_Requests_:
1) Answer these from the guppy thread, one line each:
(a) How many of the six neon tetras died within the first day?
(b) What size is the aquarium the first poster plans to stock?
(c) How many does Fish chick suggest adding?
2) In the guppy thread, shorten the paragraph beginning "Originally I had decided to go with Neon Tetras" to a bulleted list that keeps its main facts.
3) Summarize the guppy thread in two sentences.

_Article_:
# Guppies - Several Questions...



## TripleB67 (Jun 23, 2012)

After my 5 gallon tank has spent some time with fish in it and is completely cycled, I'm thinking of putting some male guppies in the aquarium.

Originally I had decided to go with Neon Tetras, but I added too many at one time and 5 out of the 6 died within the first day. The 6th one is doing great but in the short time they were swimming I noticed they tend to stay around my decorations at the bottom and were tough for my 5 year old to keep an eye on.

I'm now thinking about putting some guppies in there because of their color, supposedly hardiness, and have several questions:

1) How many male guppies could I put in a 5 gallon aquarium?
2) Do guppies typically swim more towards the middle/top of the tank?
3) Should I leave my 1 neon tetra in there or will he nip the tales of the guppies?
4) What would be a great bottom dweller to put with the guppies? Cherry Shrimp? African Dwarf Frog? Snail? Combination of those three? {I would like something to help keep the tank clean}
5) How many of your answer in question 4 should I add?

Thanks for any and all help!

TripleB67


----------



## Fish chick (Feb 18, 2012)

I would think add 3-4. I've never kept neon tetras, so I'll let somebody else answer those.


----------



## jamestanker (Jun 30, 2012)

the guppies I have inky turtle tank like the top portion


----------



## BettaGuy (May 6, 2012)

_Given material_:
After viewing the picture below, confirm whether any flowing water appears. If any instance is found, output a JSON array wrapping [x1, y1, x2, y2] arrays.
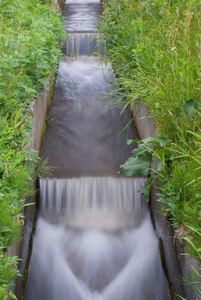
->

_Outputs by task_:
1)
(a) Five.
(b) 5 gallons.
(c) 3-4.

2)
- The first choice was Neon Tetras.
- Too many were added at one time, and 5 of the 6 died within the first day.
- The sixth one is doing great.
- The tetras stayed around the decorations at the bottom of the tank.
- This made them hard for the poster's 5 year old to keep an eye on.

3) After losing 5 of 6 neon tetras that were added at one time, the owner of a 5 gallon tank plans to add male guppies. The owner asks how many to add, whether they swim toward the middle or top, whether the remaining tetra might nip their tails, and which bottom dweller could help keep the tank clean, and one reply suggests adding 3-4 while leaving the neon tetra question to others.